**Stored dataset items:**
━━━━━━━━━━

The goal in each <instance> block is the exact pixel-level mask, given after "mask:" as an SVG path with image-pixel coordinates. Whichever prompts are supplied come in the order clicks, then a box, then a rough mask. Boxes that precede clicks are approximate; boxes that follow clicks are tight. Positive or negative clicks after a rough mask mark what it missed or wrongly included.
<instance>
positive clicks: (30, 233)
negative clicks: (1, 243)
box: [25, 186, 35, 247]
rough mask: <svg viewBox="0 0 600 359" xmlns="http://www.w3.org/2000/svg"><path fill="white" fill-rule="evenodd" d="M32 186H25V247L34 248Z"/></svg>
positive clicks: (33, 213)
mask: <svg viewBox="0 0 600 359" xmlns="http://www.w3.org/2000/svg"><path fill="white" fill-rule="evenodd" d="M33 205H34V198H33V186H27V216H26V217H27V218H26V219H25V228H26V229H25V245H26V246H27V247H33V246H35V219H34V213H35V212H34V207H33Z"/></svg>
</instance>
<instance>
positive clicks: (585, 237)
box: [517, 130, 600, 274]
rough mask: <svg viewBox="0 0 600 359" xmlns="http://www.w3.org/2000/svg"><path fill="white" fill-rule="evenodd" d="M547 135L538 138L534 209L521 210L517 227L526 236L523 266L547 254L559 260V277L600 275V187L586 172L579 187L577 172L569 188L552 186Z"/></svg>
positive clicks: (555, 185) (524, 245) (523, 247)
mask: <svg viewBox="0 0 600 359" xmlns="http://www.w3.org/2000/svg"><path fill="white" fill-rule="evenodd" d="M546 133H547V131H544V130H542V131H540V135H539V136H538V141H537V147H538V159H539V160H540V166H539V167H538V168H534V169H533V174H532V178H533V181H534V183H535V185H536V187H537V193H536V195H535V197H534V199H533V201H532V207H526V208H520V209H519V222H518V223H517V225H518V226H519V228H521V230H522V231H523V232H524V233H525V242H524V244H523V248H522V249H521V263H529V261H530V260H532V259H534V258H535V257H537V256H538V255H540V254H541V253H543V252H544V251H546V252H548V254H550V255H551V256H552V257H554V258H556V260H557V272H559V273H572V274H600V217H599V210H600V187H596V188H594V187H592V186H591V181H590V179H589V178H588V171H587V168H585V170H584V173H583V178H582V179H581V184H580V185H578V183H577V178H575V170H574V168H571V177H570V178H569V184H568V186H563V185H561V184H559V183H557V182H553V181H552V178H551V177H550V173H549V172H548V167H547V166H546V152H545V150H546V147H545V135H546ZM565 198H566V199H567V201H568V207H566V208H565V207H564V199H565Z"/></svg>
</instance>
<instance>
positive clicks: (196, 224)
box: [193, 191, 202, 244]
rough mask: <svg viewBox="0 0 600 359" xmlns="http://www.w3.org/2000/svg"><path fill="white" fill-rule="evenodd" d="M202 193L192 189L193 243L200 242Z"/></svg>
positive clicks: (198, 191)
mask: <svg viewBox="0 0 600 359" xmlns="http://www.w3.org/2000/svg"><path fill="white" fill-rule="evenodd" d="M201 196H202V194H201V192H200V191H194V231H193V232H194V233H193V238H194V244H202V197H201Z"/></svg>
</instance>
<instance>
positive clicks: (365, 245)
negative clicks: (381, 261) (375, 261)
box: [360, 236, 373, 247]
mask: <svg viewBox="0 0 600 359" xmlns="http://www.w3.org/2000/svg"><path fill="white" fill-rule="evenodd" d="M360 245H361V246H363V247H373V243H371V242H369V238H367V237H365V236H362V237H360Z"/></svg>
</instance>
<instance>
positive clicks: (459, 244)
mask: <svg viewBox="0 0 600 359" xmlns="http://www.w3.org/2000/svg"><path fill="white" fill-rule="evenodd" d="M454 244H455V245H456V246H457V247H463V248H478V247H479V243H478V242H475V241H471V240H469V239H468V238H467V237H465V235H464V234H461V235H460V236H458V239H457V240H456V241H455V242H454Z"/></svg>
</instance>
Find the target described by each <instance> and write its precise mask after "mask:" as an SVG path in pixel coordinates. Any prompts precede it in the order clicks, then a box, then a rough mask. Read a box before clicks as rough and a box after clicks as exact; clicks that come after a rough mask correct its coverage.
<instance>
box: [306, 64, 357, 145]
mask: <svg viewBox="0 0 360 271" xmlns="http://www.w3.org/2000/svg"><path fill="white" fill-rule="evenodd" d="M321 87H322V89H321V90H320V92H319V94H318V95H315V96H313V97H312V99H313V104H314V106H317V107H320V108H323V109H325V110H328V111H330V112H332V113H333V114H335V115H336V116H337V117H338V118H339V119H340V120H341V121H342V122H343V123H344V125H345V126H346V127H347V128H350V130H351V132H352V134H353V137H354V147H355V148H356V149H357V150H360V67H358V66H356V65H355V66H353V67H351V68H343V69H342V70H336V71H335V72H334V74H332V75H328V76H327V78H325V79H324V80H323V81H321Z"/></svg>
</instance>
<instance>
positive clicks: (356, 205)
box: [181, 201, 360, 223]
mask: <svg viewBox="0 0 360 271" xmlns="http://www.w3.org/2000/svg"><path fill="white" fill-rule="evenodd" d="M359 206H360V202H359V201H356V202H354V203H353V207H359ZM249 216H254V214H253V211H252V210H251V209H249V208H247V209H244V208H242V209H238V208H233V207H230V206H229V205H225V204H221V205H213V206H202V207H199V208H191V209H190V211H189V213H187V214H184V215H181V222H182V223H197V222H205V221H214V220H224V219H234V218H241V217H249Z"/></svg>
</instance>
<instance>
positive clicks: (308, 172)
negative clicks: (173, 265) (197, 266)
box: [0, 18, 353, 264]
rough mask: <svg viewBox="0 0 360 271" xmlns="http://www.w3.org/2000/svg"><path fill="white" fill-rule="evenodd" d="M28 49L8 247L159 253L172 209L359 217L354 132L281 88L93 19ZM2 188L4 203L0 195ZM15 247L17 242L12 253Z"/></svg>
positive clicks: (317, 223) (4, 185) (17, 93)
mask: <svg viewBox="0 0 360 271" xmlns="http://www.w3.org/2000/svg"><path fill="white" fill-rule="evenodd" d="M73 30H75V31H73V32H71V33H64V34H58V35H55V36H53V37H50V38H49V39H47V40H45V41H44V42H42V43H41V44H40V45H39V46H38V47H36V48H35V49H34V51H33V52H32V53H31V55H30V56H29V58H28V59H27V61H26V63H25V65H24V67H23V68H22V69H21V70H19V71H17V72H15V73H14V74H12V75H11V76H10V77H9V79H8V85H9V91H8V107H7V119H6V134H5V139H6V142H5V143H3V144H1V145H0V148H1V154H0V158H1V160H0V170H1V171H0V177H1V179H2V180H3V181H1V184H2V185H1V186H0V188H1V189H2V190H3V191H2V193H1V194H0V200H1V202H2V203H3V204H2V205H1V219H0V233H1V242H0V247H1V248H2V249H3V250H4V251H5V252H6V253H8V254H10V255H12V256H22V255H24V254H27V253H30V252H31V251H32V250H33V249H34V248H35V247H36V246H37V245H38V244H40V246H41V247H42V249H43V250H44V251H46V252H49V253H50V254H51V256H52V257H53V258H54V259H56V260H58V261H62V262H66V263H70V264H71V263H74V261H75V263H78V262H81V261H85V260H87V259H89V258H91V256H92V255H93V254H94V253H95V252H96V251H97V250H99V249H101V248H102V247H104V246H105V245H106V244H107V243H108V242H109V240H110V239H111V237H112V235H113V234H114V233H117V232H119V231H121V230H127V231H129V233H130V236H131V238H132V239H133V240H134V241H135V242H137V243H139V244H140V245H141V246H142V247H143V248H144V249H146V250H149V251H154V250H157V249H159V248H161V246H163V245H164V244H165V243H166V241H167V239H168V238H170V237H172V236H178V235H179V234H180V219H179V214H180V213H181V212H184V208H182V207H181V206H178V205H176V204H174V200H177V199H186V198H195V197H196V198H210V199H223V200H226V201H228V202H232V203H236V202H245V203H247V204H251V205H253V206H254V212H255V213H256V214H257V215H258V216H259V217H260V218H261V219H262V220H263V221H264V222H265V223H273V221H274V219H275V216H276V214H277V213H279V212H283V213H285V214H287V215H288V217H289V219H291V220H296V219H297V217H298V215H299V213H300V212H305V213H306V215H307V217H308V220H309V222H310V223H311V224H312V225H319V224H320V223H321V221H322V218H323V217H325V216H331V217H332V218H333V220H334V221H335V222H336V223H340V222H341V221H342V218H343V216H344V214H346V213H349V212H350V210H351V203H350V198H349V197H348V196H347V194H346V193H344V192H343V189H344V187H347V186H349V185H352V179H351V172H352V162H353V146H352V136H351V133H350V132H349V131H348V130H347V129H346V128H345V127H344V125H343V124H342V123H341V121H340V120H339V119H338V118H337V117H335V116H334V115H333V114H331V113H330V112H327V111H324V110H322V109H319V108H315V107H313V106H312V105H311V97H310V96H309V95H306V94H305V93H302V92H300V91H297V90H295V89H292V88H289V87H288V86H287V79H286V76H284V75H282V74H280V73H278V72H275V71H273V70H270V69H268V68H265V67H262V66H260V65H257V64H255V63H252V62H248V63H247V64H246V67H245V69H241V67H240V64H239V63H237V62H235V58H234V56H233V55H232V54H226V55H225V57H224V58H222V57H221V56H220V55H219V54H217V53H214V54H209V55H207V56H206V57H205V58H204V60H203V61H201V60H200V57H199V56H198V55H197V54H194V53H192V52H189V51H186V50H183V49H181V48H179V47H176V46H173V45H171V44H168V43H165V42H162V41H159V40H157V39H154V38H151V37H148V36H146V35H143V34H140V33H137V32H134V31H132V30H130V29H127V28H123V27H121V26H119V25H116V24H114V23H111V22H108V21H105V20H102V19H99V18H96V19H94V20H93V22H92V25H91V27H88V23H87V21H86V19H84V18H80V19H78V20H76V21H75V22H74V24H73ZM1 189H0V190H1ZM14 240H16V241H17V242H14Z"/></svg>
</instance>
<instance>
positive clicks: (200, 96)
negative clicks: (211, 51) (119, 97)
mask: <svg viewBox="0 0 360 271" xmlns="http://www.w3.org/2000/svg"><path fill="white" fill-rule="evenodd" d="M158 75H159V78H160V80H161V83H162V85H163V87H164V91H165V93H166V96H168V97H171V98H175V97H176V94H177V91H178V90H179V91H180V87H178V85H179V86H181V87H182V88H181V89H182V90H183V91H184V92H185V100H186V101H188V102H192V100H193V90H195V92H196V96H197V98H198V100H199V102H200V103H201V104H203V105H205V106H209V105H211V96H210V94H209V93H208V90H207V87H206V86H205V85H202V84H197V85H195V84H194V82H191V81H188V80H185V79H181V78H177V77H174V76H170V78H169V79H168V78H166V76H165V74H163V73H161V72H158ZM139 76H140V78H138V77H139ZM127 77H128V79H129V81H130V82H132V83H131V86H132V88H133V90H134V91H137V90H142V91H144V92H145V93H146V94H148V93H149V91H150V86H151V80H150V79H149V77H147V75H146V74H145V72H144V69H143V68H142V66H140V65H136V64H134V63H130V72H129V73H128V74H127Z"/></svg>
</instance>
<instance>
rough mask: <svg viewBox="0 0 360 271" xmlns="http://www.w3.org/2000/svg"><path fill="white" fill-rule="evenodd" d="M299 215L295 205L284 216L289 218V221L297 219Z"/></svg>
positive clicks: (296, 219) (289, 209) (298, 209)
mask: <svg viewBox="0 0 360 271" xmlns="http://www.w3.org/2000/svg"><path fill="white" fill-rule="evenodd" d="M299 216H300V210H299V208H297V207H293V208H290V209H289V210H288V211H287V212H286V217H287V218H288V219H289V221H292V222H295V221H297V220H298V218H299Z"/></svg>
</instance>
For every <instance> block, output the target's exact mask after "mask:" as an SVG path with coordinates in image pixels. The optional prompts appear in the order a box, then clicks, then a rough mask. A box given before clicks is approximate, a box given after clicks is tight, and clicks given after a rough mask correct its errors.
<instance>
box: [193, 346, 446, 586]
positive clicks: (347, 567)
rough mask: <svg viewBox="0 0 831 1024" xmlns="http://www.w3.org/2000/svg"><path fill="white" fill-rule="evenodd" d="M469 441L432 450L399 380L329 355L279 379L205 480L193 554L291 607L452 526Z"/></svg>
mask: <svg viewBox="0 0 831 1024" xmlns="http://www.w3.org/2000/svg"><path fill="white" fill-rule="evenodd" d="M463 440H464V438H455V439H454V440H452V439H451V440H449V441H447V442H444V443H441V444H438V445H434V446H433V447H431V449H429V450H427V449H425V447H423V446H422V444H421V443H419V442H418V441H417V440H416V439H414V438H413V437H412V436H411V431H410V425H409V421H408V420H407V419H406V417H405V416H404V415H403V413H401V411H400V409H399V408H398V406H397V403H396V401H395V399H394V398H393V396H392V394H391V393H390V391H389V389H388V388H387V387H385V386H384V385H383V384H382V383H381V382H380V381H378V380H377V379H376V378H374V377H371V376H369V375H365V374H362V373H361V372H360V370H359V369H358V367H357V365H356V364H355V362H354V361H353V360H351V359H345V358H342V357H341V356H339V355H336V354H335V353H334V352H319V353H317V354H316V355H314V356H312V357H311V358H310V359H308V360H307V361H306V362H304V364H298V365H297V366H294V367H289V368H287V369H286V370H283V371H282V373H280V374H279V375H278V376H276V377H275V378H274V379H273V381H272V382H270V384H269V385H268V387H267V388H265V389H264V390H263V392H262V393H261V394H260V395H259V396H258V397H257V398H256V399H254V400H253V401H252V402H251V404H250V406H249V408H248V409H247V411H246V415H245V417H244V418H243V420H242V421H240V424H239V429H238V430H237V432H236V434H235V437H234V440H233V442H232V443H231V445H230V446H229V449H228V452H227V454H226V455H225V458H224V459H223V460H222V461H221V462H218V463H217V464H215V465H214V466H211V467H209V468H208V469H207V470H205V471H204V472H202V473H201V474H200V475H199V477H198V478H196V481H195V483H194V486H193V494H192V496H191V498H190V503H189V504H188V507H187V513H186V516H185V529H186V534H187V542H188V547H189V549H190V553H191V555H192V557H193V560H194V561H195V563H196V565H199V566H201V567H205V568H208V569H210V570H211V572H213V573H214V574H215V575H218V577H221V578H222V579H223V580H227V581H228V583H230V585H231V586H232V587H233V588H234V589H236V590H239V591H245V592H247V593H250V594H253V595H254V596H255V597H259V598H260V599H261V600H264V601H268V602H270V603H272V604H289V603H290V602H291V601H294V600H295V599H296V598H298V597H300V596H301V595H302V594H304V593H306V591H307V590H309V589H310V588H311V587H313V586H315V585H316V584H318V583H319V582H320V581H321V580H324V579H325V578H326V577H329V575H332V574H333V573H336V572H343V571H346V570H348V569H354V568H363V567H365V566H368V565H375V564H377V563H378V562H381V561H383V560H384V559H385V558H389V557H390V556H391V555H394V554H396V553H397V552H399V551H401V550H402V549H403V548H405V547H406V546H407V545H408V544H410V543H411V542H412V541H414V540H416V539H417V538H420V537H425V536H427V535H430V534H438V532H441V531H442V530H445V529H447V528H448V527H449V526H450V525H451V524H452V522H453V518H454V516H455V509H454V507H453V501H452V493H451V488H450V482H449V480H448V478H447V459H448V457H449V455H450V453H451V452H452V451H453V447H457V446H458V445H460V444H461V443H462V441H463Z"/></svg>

━━━━━━━━━━

**Try it:** Tally each line in the data that holds the word "with"; write only the total.

**Problem solution:** 2